→ YOUR INSTRUCTIONS
Quote the entries below from the line with "Target: black garden lamp post" through the line with "In the photo above, where can the wooden", both ends included, and only those lines.

Saved entries

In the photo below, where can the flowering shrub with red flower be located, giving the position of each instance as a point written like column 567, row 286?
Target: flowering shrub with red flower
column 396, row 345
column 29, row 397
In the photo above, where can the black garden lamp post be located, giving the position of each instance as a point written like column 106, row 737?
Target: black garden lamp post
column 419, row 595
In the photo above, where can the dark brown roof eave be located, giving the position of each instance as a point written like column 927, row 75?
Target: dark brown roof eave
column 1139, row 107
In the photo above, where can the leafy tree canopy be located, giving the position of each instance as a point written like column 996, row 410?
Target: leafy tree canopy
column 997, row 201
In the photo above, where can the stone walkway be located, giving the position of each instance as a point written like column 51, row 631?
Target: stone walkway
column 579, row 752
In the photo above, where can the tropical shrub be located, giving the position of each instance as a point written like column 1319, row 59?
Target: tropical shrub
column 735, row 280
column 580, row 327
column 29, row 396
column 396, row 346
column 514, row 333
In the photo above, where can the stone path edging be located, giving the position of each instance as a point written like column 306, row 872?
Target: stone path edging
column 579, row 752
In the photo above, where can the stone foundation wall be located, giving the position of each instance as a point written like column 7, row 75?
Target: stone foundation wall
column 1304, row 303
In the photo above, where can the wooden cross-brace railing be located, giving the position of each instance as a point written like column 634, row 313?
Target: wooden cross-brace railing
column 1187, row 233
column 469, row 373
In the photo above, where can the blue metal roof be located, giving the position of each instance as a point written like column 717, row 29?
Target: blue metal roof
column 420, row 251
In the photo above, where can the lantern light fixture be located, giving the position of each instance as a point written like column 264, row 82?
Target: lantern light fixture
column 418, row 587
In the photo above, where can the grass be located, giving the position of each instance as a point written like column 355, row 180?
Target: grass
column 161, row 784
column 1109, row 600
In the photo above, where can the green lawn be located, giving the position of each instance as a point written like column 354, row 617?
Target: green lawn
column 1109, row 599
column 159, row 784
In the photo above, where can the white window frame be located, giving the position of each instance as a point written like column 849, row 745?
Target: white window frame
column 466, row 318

→ RESPONSE
Target: black garden lamp post
column 419, row 595
In the photo above, where can the dark brown roof eave be located, giving the position of each instance as a point written like column 927, row 75?
Target: dark brown roof eave
column 1139, row 107
In the photo above, where can the leafy tree canopy be located, giving the position of each instance as a point written like column 996, row 410?
Target: leafy tree canopy
column 997, row 201
In the photo above, where can the stone walkway be located, giving the position of each instance as a point written like column 51, row 631?
Target: stone walkway
column 579, row 752
In the photo above, where can the tropical shrub be located, giving the position of each instance as a point written like column 1319, row 59?
Target: tropical shrub
column 735, row 280
column 580, row 327
column 29, row 396
column 396, row 346
column 514, row 333
In the photo above, where can the stone path edging be located, giving the position of each instance as a point written like column 306, row 872?
Target: stone path edging
column 579, row 752
In the photo above, where can the stone foundation wall be located, giving the position of each instance as a point written like column 7, row 75?
Target: stone foundation wall
column 1304, row 303
In the photo above, where can the wooden cross-brace railing be located, giving the position of each instance as a point written like column 634, row 313?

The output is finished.